- Reading text:
For those of us who live in a temperate climate zone (four seasons) we look forward every fall to the changing colors. Indeed, many people plan short trips or plan vacations around the color changes. But what makes the trees turn the bright yellows, oranges, reds, or rustic browns? What environmental factors and anatomical/physiological influences are responsible for these changes? Well, first of all, the lowering of the high and low temperature is a major factor as well as the deceasing number of daylight hours. But why does the duration of daylight hours decrease in the fall? Good question, right? Indirectly, the tilt of the earth on its axis is the root cause of changes in light duration. As the process continues to occur, leaves gradually cease to make chlorophyll and then the other pigments that were already present but masked by chlorophyll become visible. With decreasing daylight hours comes lower temperatures which also contributes to the process. It all starts inside the leaf. Leaves have color because of chemicals called pigments, and there are four main types of pigment in most leaves:
Chlorophylls (green)
Xanthophyll (yellow mainly)
Examples:
Quaking aspen
maples (some)
Autumn Gold Ginkgo
Carotenoids (orange mainly)
Examples:
hickory tree
serviceberry
dogwood
maples (some)
Anthocyanins (reds)
Examples:
sugar maple
red maple
sumac
Biology and chemistry
So, now that we have determined the conditions that bring about the degradation of chlorophyll, the question becomes why must the leaves change color and fall to the ground and why does chlorophyll production have to cease? The simple answer is that chlorophyll production takes a lot of energy and there just isn’t enough sunlight available in the winter to maintain production. Furthermore, there isn’t enough liquid water available to keep the deciduous trees alive and produce chlorophyll too. So they go dormant. So why don’t evergreens drop their leaves (needles). I just gave a clue. First of all, they do drop them or at least some of them periodically. Remember the relationship of surface area vs. volume from essay XIV and the anatomy of the leaf, especially the epidermis and most especially the lower epidermis? Like our skin the leaf has small (microscopic) pores called stoma (stomata) that allow CO2 in and O2 out as well as excess H2O (transpiration) Therefore, broadleaf trees lose their leaves to conserve both energy and water.
Physics of light
When I used to tell my students that the wall of the classroom looked blue or yellow because those were the colors of light that reflected back to our eyes and absorbed the other colors of the rainbow (spectrum), I usually got strange looks of astonishment, confusion, disbelief, or all of the above. Therefore, trees, grass, etc. appear green because chlorophyll a absorbs light in the range of 450 nm and again in the 680 nm (violet) and chlorophyll b in the 490 nm and 650 nm range. Note that this is in complete agreement with my earlier statement that we see the color of light that is being reflected back to our eyes.
Although the fall colors may be gone in many parts of the Northern Hemisphere, their beauty remains etched in our photographs and our memories. Next up in my part of the world is the beauty of winter and for those in the Southern Hemisphere temperate zone, the joy of summer.

- Extracted information:
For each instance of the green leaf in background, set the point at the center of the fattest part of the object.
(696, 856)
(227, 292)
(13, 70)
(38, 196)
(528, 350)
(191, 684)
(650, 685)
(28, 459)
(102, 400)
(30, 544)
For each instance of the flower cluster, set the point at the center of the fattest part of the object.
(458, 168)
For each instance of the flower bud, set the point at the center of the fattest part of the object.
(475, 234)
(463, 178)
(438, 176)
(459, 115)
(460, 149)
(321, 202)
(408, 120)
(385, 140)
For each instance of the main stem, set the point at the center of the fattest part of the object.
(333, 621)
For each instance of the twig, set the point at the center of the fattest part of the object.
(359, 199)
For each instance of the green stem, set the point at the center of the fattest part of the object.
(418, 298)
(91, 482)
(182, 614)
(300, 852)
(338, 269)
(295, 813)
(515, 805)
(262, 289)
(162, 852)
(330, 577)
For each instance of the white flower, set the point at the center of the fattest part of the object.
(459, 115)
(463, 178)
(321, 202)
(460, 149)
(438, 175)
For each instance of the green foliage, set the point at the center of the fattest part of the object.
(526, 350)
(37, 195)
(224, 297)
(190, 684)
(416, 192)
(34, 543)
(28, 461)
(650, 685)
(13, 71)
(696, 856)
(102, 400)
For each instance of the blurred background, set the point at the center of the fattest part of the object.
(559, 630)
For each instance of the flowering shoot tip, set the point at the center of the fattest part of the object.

- Work request:
Please retype the passage of the fall colors text from "Physics of light" up to and including "to our eyes.".

- Solved exercise:
Physics of light
When I used to tell my students that the wall of the classroom looked blue or yellow because those were the colors of light that reflected back to our eyes and absorbed the other colors of the rainbow (spectrum), I usually got strange looks of astonishment, confusion, disbelief, or all of the above. Therefore, trees, grass, etc. appear green because chlorophyll a absorbs light in the range of 450 nm and again in the 680 nm (violet) and chlorophyll b in the 490 nm and 650 nm range. Note that this is in complete agreement with my earlier statement that we see the color of light that is being reflected back to our eyes.